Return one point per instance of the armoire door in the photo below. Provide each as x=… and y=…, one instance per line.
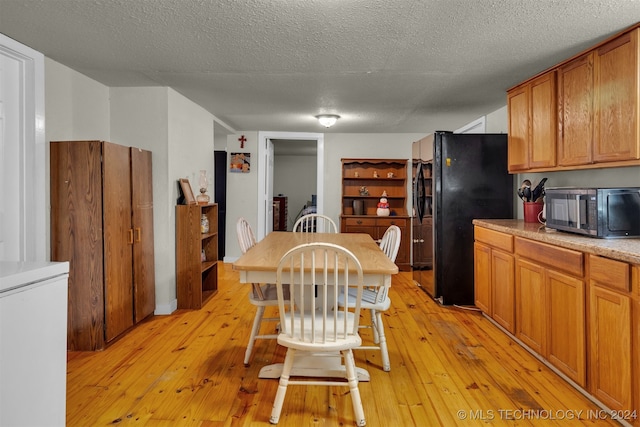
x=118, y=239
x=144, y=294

--

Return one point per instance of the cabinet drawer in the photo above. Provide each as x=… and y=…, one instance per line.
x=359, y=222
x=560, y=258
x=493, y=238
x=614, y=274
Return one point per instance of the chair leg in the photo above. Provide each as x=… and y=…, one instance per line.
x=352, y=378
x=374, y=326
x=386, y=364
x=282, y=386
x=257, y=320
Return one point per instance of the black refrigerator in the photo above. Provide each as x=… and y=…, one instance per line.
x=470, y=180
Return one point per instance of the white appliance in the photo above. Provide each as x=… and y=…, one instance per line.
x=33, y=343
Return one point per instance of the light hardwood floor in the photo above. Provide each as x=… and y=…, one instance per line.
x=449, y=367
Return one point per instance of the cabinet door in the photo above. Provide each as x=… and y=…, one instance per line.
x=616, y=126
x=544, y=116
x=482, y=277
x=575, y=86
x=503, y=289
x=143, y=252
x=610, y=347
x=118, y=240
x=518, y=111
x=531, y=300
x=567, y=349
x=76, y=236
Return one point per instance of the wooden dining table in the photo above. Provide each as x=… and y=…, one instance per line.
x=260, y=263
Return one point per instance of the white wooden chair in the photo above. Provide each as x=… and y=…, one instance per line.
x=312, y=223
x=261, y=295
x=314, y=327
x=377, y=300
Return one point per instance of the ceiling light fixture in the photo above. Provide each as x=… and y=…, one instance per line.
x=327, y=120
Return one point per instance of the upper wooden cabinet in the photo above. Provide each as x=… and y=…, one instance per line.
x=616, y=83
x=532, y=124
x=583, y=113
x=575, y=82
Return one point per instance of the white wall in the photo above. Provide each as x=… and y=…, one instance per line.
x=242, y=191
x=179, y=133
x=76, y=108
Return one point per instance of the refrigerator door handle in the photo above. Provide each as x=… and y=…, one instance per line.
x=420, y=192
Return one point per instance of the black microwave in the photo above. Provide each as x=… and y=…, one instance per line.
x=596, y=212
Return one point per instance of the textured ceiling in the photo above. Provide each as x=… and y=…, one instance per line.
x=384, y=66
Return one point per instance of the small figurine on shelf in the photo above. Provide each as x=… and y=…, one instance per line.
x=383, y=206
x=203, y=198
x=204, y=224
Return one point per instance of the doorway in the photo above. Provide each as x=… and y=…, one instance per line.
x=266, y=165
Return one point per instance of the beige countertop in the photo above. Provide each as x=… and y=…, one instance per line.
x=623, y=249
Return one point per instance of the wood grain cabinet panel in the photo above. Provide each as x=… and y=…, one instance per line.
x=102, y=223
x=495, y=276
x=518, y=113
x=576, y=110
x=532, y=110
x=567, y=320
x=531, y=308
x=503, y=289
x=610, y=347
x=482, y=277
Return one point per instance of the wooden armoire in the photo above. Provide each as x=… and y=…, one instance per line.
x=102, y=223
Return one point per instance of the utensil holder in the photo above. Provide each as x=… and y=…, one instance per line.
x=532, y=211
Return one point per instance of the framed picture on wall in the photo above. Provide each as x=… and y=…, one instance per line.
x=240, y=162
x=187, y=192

### [WHAT YOU WILL DO]
Copy out again, word for word, the lines of the material from the line containing "Return one point per instance of the refrigerator" up to and including the line containing "x=384, y=66".

### [EXPECTED ANSWER]
Return one point per instance of the refrigerator door handle in the photo above. Provide each as x=… and y=…, one instance per line.
x=420, y=192
Return one point per instance of the black microwave in the photo above. Provide each as x=… and y=…, one instance per line.
x=596, y=212
Return one point per instance of the textured ceiling in the photo above. Provide each as x=… and y=…, one instance per line.
x=384, y=66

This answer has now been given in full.